● Alıştırma görevleri
- a) Veri işleyen kavramını ele alan metne göre veri işleyen, KVKK'nın hangi madde ve bendinde tanımlanmıştır?
- b) Veri işleyen kavramını ele alan metni, son cümlesinden sonrasını yazarak sürdürün.

● Alıntı metin
FATİH MAH. MALKOÇOĞLU CAD.

ÇİLER SK. NO:1 D: 3, Çerkezköy/Tekirdağ

Veri işleyen kavramı KVKK madde 3/1/ğ bendinde, ‘’Veri sorumlusunun verdiği yetkiye dayanarak onun adına kişisel verileri işleyen gerçek veya tüzel kişi’’ şeklinde tanımlanmıştır.

            Tanım incelendiğinde burada veri işleyen, GDPR tanımına benzer şekilde veri sorumlusunun verdiği yetkiye dayanarak ve veri sorumlusu adına verileri işleyen kişi olarak ifade edilmektedir. Yani veri sorumlusu, kişisel verilerin işlenmesine ilişkin her türlü karar verme yetki ve sorumluluğuna sahip olan kişi iken; veri işleyen veri sorumlusunun verdiği talimatlar doğrultusunda hareket eden ancak veri sorumlusundan bağımsız bir gerçek veya tüzel kişi olmaktadır[1]. Bu anlamda veri işleyen, veri sorumlusundan hukuki olarak bağımsız olmalı ve kişisel veriler veri sorumlusu adına ve talimatları doğrultusunda işlenmelidir[2]. Buradaki bağımsızlığın hukuki bağımsızlık olduğunun altını çizmek gerekir. Örneğin holding şirketi bünyesindeki şirketler birbirine bağlı olmalarına rağmen her birinin ayrı tüzel kişiliği bulunduğundan ayrı ayrı veri sorumlusu olabilmektedirler.

Her ne kadar KVKK madde 3 gerekçesinde, ‘’veri işleyenin kişisel verileri kendisine verilen talimatlar çerçevesinde işleyen çalışanlar olabileceği gibi, veri sorumlusunun hizmet satın almak suretiyle belirlediği ayrı bir gerçek veya tüzel kişi de olabileceği’’ belirtilmiş olsa da buradaki açıklama Kurulun rehberleri ve uygulamasıyla çelişmektedir. Kurul’un karar ve rehberlerinde çalışanların veri işleyen konumunda olmayacağı birçok kez ifade edilmiştir.

            GDPR kapsamında veri işleyene yönelik yapılan düzenlemeler ve KVKK kapsamındaki veri işleyen düzenlemeleri karşılaştırıldığında, KVKK düzenlemesi veri işleyen bakımından oldukça eksik kalmıştır. GDPR kapsamında veri işleyene yönelik madde 28 vd. kapsamlı düzenlemeler yapılmış ve veri işleyen ile veri sorumlusu ilişkisinin sınırları belirlenmeye çalışılmıştır. KVKK kapsamında ise m.3 veri işleyenin tanımı ve veri güvenliği yükümlülüklerine ilişkin olan m.12 haricinde veri işleyenden bahsedilmemiştir. Kanaatimizce kanunda yapılacak değişiklikler ile veri işleyenin de GDPR’ye benzer şekilde ayrı bir başlık altında düzenlenerek çağın gereklerine uygun hale getirilmesi gerekmektedir.

Sınırlayıcı kutu etiketleme kayıtları
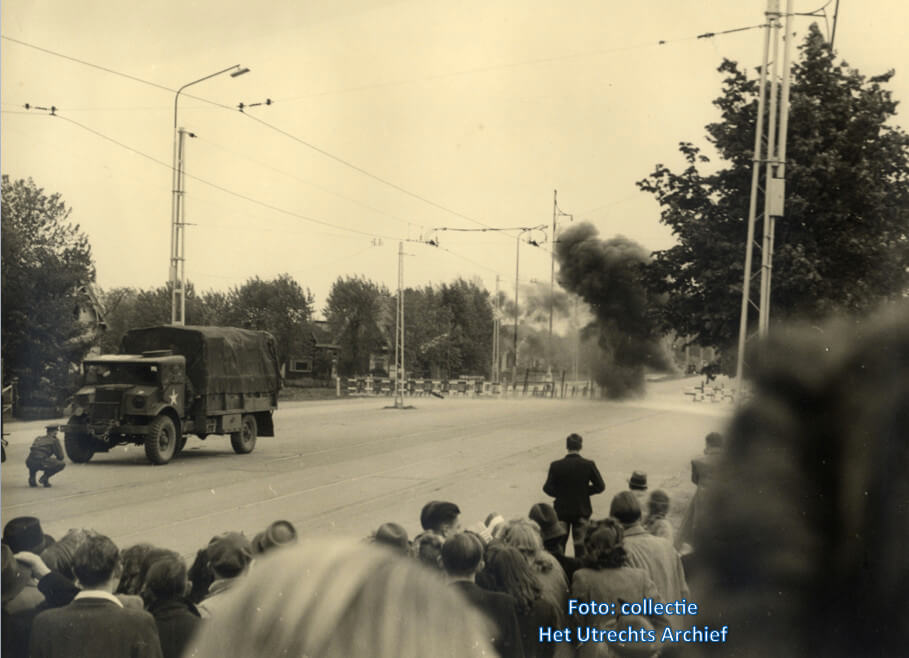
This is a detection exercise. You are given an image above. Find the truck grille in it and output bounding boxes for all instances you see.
[92,388,123,420]
[92,401,120,420]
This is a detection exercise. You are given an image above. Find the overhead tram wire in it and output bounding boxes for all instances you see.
[47,111,420,242]
[26,106,501,274]
[0,19,763,237]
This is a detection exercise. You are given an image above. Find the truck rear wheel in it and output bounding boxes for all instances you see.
[145,416,178,464]
[230,415,258,455]
[63,418,95,464]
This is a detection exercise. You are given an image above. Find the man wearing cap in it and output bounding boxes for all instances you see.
[441,532,524,658]
[29,535,161,658]
[609,491,688,603]
[198,532,253,618]
[25,425,66,487]
[628,471,647,508]
[543,434,606,556]
[676,432,723,553]
[527,503,581,582]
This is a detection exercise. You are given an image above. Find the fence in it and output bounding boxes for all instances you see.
[337,377,600,398]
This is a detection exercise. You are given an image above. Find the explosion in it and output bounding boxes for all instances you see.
[556,222,671,398]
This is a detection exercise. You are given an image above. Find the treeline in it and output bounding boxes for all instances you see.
[101,274,493,377]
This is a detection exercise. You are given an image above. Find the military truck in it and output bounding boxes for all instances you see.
[63,326,281,464]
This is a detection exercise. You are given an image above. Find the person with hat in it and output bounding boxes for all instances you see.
[252,521,297,555]
[369,522,410,555]
[609,491,688,603]
[676,432,724,553]
[199,532,253,618]
[543,434,606,557]
[628,471,647,507]
[3,516,54,555]
[571,516,669,658]
[28,534,161,658]
[420,500,461,540]
[528,503,581,582]
[25,425,66,487]
[644,489,674,544]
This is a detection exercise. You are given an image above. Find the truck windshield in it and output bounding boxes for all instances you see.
[85,363,158,385]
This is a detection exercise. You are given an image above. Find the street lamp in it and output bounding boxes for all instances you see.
[511,224,546,386]
[170,64,249,325]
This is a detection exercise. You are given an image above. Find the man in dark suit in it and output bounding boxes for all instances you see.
[29,535,161,658]
[442,532,524,658]
[543,434,606,557]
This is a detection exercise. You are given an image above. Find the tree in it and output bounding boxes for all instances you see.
[0,175,95,405]
[439,278,493,375]
[101,282,218,354]
[324,277,390,376]
[638,26,909,348]
[222,274,313,363]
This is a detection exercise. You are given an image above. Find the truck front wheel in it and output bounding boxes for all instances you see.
[63,418,95,464]
[145,416,178,464]
[230,415,258,455]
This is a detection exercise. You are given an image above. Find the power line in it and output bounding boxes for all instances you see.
[48,114,419,242]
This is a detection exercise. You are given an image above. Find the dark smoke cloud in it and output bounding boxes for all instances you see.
[521,281,572,322]
[556,222,671,398]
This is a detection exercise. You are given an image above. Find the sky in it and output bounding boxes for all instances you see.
[0,0,909,313]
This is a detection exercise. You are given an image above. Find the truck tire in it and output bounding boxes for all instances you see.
[230,414,258,455]
[145,416,178,464]
[63,418,95,464]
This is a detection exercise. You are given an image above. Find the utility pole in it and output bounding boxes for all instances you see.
[511,233,521,385]
[735,0,792,394]
[489,274,499,384]
[395,242,404,409]
[735,0,779,400]
[761,0,793,336]
[170,128,195,325]
[169,64,249,326]
[546,190,559,367]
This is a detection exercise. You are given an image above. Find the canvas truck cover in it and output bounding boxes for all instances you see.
[120,326,281,395]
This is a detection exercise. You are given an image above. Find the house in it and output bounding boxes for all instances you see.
[284,320,341,386]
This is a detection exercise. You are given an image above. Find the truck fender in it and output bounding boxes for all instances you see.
[152,404,183,437]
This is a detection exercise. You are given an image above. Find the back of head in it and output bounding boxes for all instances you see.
[483,546,542,614]
[372,523,410,553]
[117,544,155,594]
[420,500,461,534]
[584,517,626,569]
[411,532,443,569]
[498,519,543,558]
[205,532,253,578]
[142,553,186,605]
[704,432,723,450]
[187,540,494,658]
[73,534,120,589]
[41,528,88,580]
[692,303,909,656]
[442,532,483,577]
[609,491,641,526]
[251,520,297,554]
[647,489,669,516]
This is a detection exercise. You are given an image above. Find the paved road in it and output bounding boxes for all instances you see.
[2,381,728,555]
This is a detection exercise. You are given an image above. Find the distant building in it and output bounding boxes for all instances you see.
[284,320,341,386]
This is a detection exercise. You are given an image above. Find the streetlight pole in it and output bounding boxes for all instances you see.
[169,64,249,325]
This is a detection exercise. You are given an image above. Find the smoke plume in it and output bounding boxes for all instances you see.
[556,222,671,398]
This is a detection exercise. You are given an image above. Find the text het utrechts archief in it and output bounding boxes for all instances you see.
[539,598,729,644]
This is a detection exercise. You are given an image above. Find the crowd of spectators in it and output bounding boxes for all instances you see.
[2,300,909,658]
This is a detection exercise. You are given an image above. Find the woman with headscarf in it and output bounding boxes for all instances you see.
[499,519,568,618]
[477,543,561,658]
[185,539,495,658]
[571,517,669,658]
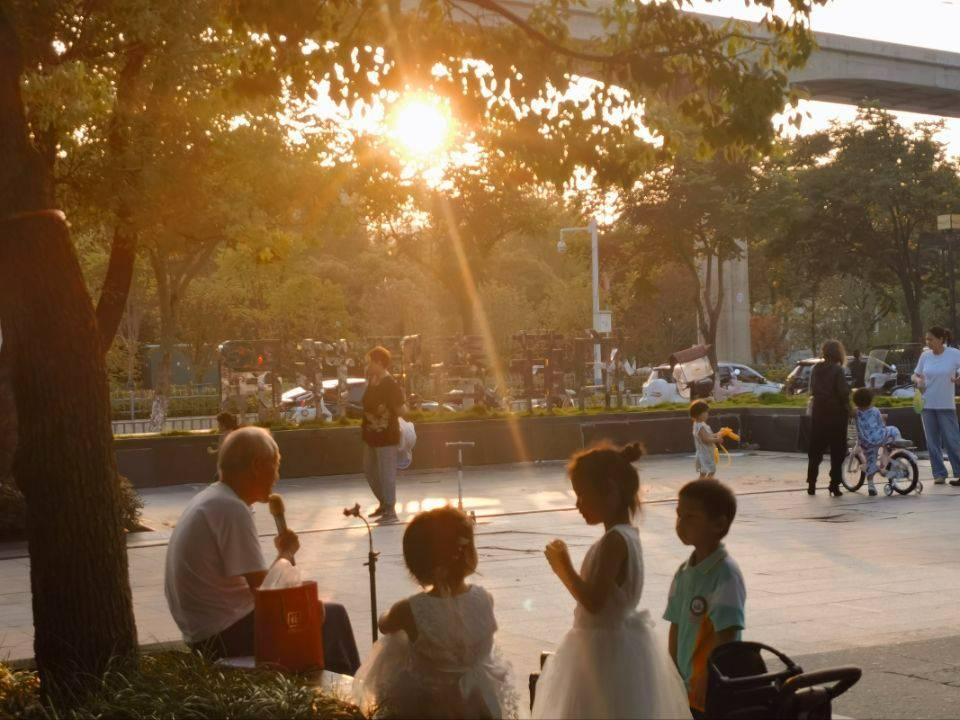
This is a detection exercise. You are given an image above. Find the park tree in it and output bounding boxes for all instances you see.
[767,107,960,341]
[621,155,756,366]
[0,0,820,694]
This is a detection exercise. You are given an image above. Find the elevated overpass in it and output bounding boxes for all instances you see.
[501,0,960,118]
[494,0,960,363]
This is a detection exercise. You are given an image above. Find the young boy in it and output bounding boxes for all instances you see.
[853,388,900,497]
[663,479,747,718]
[690,400,723,480]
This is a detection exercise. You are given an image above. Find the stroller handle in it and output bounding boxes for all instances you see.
[710,640,803,688]
[780,666,863,700]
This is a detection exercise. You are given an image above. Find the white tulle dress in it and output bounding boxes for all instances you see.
[353,585,517,718]
[533,525,690,720]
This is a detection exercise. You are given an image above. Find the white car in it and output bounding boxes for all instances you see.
[640,362,783,407]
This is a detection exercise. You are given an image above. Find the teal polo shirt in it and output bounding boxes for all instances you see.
[663,543,747,710]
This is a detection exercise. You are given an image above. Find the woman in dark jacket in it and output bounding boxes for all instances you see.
[807,340,850,497]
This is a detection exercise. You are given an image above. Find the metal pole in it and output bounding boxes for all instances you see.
[588,218,603,385]
[947,232,957,340]
[367,541,380,642]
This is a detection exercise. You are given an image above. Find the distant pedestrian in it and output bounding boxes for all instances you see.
[690,400,723,480]
[807,340,850,497]
[847,350,867,388]
[362,346,407,523]
[913,325,960,486]
[207,412,240,456]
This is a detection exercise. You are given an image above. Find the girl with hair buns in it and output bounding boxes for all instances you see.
[913,325,960,486]
[533,443,690,718]
[354,507,517,718]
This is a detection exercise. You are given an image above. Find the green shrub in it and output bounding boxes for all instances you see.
[0,652,363,720]
[0,475,143,541]
[0,664,40,720]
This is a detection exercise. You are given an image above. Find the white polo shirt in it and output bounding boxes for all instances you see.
[164,482,267,643]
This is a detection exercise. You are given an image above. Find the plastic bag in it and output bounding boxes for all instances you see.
[260,558,303,590]
[397,418,417,470]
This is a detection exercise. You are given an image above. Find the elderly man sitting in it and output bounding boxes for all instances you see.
[164,427,360,675]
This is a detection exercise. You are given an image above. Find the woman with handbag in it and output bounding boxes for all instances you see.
[807,340,850,497]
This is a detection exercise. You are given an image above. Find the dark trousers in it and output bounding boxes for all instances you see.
[807,417,847,487]
[190,602,360,675]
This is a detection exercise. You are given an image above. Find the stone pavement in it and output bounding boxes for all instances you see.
[0,452,960,718]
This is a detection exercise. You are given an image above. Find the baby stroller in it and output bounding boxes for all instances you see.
[704,642,862,720]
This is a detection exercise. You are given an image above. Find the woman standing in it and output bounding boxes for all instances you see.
[363,347,407,524]
[807,340,850,497]
[913,325,960,486]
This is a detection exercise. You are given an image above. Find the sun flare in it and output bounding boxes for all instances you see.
[390,95,453,159]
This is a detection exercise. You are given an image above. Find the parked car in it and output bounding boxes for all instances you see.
[280,387,333,424]
[784,356,853,395]
[864,343,924,395]
[640,362,783,407]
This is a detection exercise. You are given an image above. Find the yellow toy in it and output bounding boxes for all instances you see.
[713,427,740,465]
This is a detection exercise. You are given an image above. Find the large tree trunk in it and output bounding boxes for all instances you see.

● Yanıtlar
- a) KVKK madde 3/1/ğ bendinde.

- b)
            Kanunun veri işleyenin seçimi, veri işleyen ile veri sorumlusu arasındaki ilişki ve aralarındaki sözleşmeye ilişkin hiçbir hüküm içermemesi önemli bir eksiklik olmakla birlikte Kurul yayınladığı rehberde[3] veri işleyeni, ‘’kişisel verileri kendisine verilen talimatlar çerçevesinde işleyen, veri sorumlusunun kişisel veri işleme sözleşmesi yapmak suretiyle yetkilendirdiği ayrı bir gerçek veya tüzel kişi’’ şeklinde tanımlamıştır. Ayrıca aynı rehberde veri sorumlusunun veri işleyen ile yapacağı kişisel veri işleme sözleşmesi ile bazı huşularda karar verme yetkisinin veri işleyene bırakabileceği belirtilmiştir. Buradan hareketle her ne kadar kanun kapsamında bir sözleşmeden bahsedilmese de Kurum bu yönde bir sözleşmenin varlığını aramaktadır. EDPB 7/2020 numaralı görüşünde, veri işleyen ile veri sorumlusu arasında düzenlenecek olan sözleşmenin şeffaflığın sağlanması, hesap verilebilirliğin ispatı ve kesinlik sağlaması bakımından yazılı olarak yapılmasını tavsiye etmektedir[4]. Kanaatimizce de bu sözleşmelerin yazılı olarak yapılması uygulama bakımından daha uygun olacaktır.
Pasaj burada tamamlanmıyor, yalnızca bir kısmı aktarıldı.